Problem to work on
Transcribe every line of the listing below without any deviation.

Entries supplied
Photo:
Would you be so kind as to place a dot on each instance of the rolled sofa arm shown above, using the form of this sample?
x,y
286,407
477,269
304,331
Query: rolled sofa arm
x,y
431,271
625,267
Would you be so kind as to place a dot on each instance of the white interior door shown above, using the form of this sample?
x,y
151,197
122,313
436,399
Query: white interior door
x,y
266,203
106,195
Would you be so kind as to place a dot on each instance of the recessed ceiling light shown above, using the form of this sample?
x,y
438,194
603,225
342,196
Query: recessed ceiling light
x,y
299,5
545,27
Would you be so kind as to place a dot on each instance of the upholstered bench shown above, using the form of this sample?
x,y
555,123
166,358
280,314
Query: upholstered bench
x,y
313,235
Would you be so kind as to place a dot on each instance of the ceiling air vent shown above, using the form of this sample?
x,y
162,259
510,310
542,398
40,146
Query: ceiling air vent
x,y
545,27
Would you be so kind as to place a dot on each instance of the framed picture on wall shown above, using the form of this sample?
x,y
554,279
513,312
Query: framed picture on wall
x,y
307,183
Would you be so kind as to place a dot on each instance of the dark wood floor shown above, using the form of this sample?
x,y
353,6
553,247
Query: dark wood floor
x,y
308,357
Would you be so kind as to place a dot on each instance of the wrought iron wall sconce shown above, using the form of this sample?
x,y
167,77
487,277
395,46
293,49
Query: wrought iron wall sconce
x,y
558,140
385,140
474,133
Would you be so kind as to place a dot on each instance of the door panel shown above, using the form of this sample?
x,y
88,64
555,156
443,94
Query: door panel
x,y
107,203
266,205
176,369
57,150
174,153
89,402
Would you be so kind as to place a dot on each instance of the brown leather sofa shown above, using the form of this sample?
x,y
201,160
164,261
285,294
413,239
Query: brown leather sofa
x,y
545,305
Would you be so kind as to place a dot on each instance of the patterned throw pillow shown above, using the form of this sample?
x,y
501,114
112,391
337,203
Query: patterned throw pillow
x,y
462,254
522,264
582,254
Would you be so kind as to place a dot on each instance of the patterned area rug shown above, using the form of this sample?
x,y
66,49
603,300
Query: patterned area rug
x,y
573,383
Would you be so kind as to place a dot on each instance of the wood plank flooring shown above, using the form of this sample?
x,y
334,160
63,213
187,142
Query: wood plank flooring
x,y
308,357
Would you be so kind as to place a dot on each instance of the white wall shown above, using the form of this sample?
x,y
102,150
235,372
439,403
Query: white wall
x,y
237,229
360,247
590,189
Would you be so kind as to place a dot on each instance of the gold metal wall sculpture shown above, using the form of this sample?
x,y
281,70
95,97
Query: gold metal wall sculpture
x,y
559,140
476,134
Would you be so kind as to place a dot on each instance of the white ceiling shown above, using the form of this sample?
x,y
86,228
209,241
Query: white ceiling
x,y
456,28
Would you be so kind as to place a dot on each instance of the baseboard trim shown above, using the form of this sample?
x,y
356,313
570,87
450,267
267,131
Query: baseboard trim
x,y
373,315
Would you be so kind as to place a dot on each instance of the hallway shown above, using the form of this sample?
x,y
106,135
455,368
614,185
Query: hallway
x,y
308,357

Exercise answer
Photo:
Would you be so kind as to place a dot on each instance of the rolled sofa arm shown above, using the form of this sample?
x,y
286,407
477,269
304,331
Query: rolled sofa arm
x,y
431,271
625,267
Would you be so kind as to place a dot on each instance of the white interior door shown above, using the form of this sample?
x,y
151,197
122,313
436,399
Query: white interior door
x,y
266,203
106,195
Would you be so kind as to place a dot on each instance of the recessed ceiling light shown above, using the form of this sample?
x,y
438,194
603,225
342,196
Query: recessed ceiling light
x,y
299,5
545,27
Would you be so kind as to place a dot on each instance of the upholstered bench shown above, using the form of this sample?
x,y
555,123
166,358
280,314
Query: upholstered bench
x,y
313,235
Would you be so kind as to place a dot on each instance of the ceiling air vent shown above, using the form of this sample?
x,y
162,259
510,310
542,398
40,146
Query: ceiling air vent
x,y
545,27
Would you be so kind as to place a dot on each instance of the framed picture on wall shown above, using the form of this sample?
x,y
554,279
513,312
Query: framed picture on wall
x,y
307,183
Would you be so kind as to place a dot on each instance of the dark wood floor shown above, using the form of this sample?
x,y
353,6
553,247
Query: dark wood floor
x,y
308,357
Would you be so kind as to place a dot on each instance of the wrought iron wall sconce shown above, using the form of this sample?
x,y
167,77
487,277
395,46
293,49
Query: wrought iron wall sconce
x,y
558,140
385,140
474,133
Would you be so kind as to place a dot on each instance of the door panel shown above, using the form of this sample?
x,y
88,64
555,156
443,94
Query: door panel
x,y
107,203
266,205
176,369
57,150
174,153
89,402
Would you be so kind as to place a dot on each instance of the brown leather sofa shown above, using the form of this sample?
x,y
201,160
164,261
285,294
413,239
Query: brown leather sofa
x,y
545,305
Would you be so kind as to place a dot on each instance of the patterned throw pillow shown above, using the form of this sample?
x,y
501,114
112,391
337,203
Query: patterned throw pillow
x,y
462,254
522,264
582,254
Would you be so kind as to place a dot on each instance of the patterned area rug shown above, using the form of this sample?
x,y
66,49
603,300
Query: patterned area rug
x,y
573,383
Would you be so kind as to place a dot on each instance of the wood plank flooring shown above, using the form of this sample?
x,y
334,160
63,213
187,142
Query: wood plank flooring
x,y
308,357
Would you be so kind as to place a dot on each instance of the white wall shown above, using the form of this sample?
x,y
102,150
235,372
439,403
Query: white wall
x,y
237,229
360,247
590,189
Would you be so kind as to place a dot on each instance of the gold metal wall sculpture shown above, using the form of this sample?
x,y
281,70
95,97
Query: gold metal wall sculpture
x,y
559,140
476,134
Would you be so kind as to place a dot on each instance of the white ceiling shown above, using the form of this sample?
x,y
86,228
209,241
Query: white ceiling
x,y
456,28
Would you be so kind as to place a dot on each instance of the baseboard trim shown above, using the form of this sample?
x,y
356,313
570,87
450,267
267,131
Query: baseboard trim
x,y
373,315
Would you be so kind as to place a dot on each instance of the hallway shown above, using the form of this sample?
x,y
106,135
455,368
614,185
Query: hallway
x,y
308,357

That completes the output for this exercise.